## [ACTION ITEM]
Write out all of the records exactly once more and skip the images.

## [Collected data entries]
▬▬▬▬▬▬

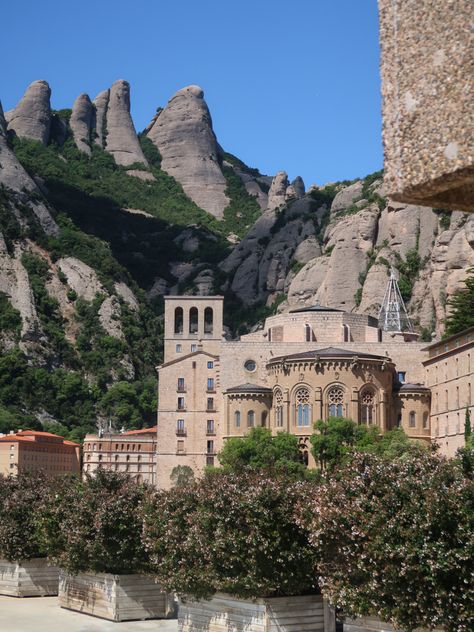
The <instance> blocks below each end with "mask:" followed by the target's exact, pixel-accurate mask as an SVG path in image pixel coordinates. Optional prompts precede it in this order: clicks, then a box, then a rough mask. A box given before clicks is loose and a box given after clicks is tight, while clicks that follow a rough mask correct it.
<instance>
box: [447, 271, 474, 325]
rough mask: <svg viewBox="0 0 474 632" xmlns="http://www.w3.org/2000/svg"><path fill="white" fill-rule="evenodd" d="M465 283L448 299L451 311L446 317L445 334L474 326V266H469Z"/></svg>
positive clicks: (463, 281) (449, 309)
mask: <svg viewBox="0 0 474 632" xmlns="http://www.w3.org/2000/svg"><path fill="white" fill-rule="evenodd" d="M463 283H464V285H465V287H464V288H462V289H460V290H458V291H457V292H455V293H454V294H453V296H452V297H451V298H450V299H449V301H448V305H447V307H448V308H449V310H450V313H449V316H448V317H447V318H446V330H445V336H452V335H453V334H458V333H459V332H460V331H463V329H467V328H468V327H474V268H469V270H468V276H467V278H466V279H465V280H464V281H463Z"/></svg>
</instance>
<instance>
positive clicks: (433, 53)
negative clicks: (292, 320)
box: [379, 0, 474, 212]
mask: <svg viewBox="0 0 474 632" xmlns="http://www.w3.org/2000/svg"><path fill="white" fill-rule="evenodd" d="M379 15H380V44H381V75H382V112H383V142H384V153H385V176H384V181H385V189H386V191H385V193H386V195H387V196H389V197H390V198H392V199H394V200H398V201H401V202H408V203H410V204H421V205H423V206H434V207H437V208H447V209H456V210H462V211H471V212H472V211H474V158H473V153H472V134H473V116H472V101H473V87H472V68H473V64H474V52H473V51H474V47H473V46H472V30H470V29H469V25H472V3H471V2H470V1H469V0H456V1H454V0H442V1H439V2H433V1H432V0H416V1H414V0H379Z"/></svg>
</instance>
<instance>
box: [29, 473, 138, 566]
mask: <svg viewBox="0 0 474 632" xmlns="http://www.w3.org/2000/svg"><path fill="white" fill-rule="evenodd" d="M147 493H148V492H147V489H146V487H145V486H143V485H137V484H136V483H134V482H133V481H132V480H131V479H130V478H129V477H127V476H121V475H118V474H116V473H114V472H107V471H105V470H98V471H97V472H96V475H95V477H94V478H87V479H86V480H84V481H80V480H77V481H76V482H75V483H74V485H72V486H71V485H69V486H64V487H63V488H62V489H61V490H58V491H57V493H56V494H55V496H54V498H52V499H50V501H49V502H48V503H45V504H43V506H42V508H41V516H40V520H39V530H40V535H41V539H42V542H43V543H44V546H45V547H46V549H47V551H48V557H49V558H50V559H51V560H52V562H53V563H54V564H55V565H57V566H59V567H61V568H64V569H65V570H67V571H69V572H70V573H73V574H75V573H79V572H81V571H90V572H95V573H116V574H129V573H130V574H132V573H141V572H147V570H148V569H149V566H148V558H147V554H146V552H145V549H144V546H143V540H142V512H141V509H142V506H143V503H144V498H145V495H146V494H147Z"/></svg>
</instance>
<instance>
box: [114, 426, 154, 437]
mask: <svg viewBox="0 0 474 632" xmlns="http://www.w3.org/2000/svg"><path fill="white" fill-rule="evenodd" d="M157 430H158V427H157V426H153V427H152V428H141V429H140V430H127V431H126V432H122V434H123V435H137V434H138V435H140V434H156V432H157Z"/></svg>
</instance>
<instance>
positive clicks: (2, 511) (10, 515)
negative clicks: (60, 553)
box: [0, 473, 49, 562]
mask: <svg viewBox="0 0 474 632" xmlns="http://www.w3.org/2000/svg"><path fill="white" fill-rule="evenodd" d="M48 493H49V481H48V479H46V477H45V476H44V475H43V474H41V473H35V474H32V473H24V474H19V475H18V477H16V478H14V477H5V476H2V475H0V558H3V559H7V560H9V561H10V562H19V561H21V560H29V559H32V558H34V557H45V556H46V551H45V549H44V546H43V545H42V544H41V542H40V540H39V537H38V530H37V512H38V508H39V506H40V505H41V504H42V503H43V501H44V500H45V498H46V497H47V496H48Z"/></svg>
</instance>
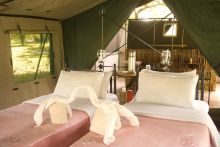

▬▬▬▬▬▬

## [WRITTEN RESPONSE]
The <instance> blocks below each end with "mask:" followed by the target's exact, pixel-accurate mask as an SVG path in image pixel coordinates. Optional prompts precede it in this order: clicks, then a box, then a rough mask. A box given before clicks is loose and a box given after clicks is tight, while clicks that follow a rough mask correct it.
<instance>
box: [447, 271, 474, 325]
rough mask: <svg viewBox="0 0 474 632" xmlns="http://www.w3.org/2000/svg"><path fill="white" fill-rule="evenodd" d="M465 283L448 299L451 311L446 317L445 334L474 326V266H469Z"/></svg>
positive clicks: (463, 281) (449, 309)
mask: <svg viewBox="0 0 474 632" xmlns="http://www.w3.org/2000/svg"><path fill="white" fill-rule="evenodd" d="M463 283H464V285H465V287H464V288H462V289H460V290H458V291H457V292H455V293H454V294H453V296H452V297H451V298H450V299H449V301H448V305H447V307H448V308H449V310H450V313H449V316H448V317H447V318H446V330H445V336H452V335H453V334H458V333H459V332H460V331H463V329H467V328H468V327H474V268H469V270H468V276H467V278H466V279H465V280H464V281H463Z"/></svg>
</instance>
<instance>
positive clicks: (433, 53)
negative clicks: (292, 320)
box: [379, 0, 474, 212]
mask: <svg viewBox="0 0 474 632" xmlns="http://www.w3.org/2000/svg"><path fill="white" fill-rule="evenodd" d="M379 15H380V44H381V75H382V112H383V142H384V153H385V176H384V181H385V189H386V191H385V193H386V195H387V196H389V197H390V198H392V199H394V200H398V201H401V202H408V203H410V204H421V205H423V206H434V207H437V208H447V209H456V210H462V211H471V212H472V211H474V158H473V153H472V134H473V116H472V101H473V87H472V68H473V64H474V52H473V51H474V47H473V46H472V30H470V29H469V25H472V3H471V2H470V1H469V0H456V1H454V0H442V1H439V2H433V1H432V0H416V1H414V0H379Z"/></svg>
</instance>
<instance>
box: [29, 473, 138, 566]
mask: <svg viewBox="0 0 474 632" xmlns="http://www.w3.org/2000/svg"><path fill="white" fill-rule="evenodd" d="M147 493H148V492H147V489H146V487H145V486H143V485H137V484H136V483H134V482H133V481H132V480H131V479H130V478H129V477H127V476H121V475H118V474H116V473H114V472H107V471H105V470H98V471H97V472H96V475H95V477H94V478H87V479H86V480H84V481H80V480H77V481H76V482H75V483H74V485H72V486H71V485H69V486H64V487H63V488H62V489H61V490H58V491H57V493H56V494H55V496H54V498H52V499H50V501H49V502H48V503H45V504H43V506H42V508H41V516H40V520H39V530H40V535H41V539H42V542H43V543H44V546H45V547H46V549H47V551H48V557H49V558H50V559H51V560H52V562H53V563H54V564H55V565H57V566H59V567H61V568H64V569H65V570H67V571H69V572H70V573H73V574H75V573H79V572H81V571H90V572H95V573H116V574H129V573H130V574H132V573H141V572H147V570H148V569H149V566H148V558H147V554H146V552H145V549H144V546H143V540H142V512H141V509H142V506H143V503H144V498H145V495H146V494H147Z"/></svg>
</instance>
<instance>
box: [114, 426, 154, 437]
mask: <svg viewBox="0 0 474 632" xmlns="http://www.w3.org/2000/svg"><path fill="white" fill-rule="evenodd" d="M157 430H158V427H157V426H153V427H152V428H141V429H140V430H127V431H126V432H122V434H123V435H137V434H138V435H140V434H156V432H157Z"/></svg>
</instance>
<instance>
positive clicks: (2, 511) (10, 515)
negative clicks: (60, 553)
box: [0, 473, 49, 562]
mask: <svg viewBox="0 0 474 632" xmlns="http://www.w3.org/2000/svg"><path fill="white" fill-rule="evenodd" d="M48 493H49V481H48V479H46V477H45V476H44V475H43V474H41V473H35V474H32V473H24V474H19V475H18V477H16V478H14V477H5V476H2V475H0V558H3V559H7V560H9V561H10V562H19V561H21V560H29V559H32V558H34V557H45V556H46V551H45V549H44V546H43V545H42V544H41V542H40V540H39V537H38V530H37V512H38V508H39V506H40V505H41V504H42V503H43V501H44V500H45V498H46V497H47V496H48Z"/></svg>
</instance>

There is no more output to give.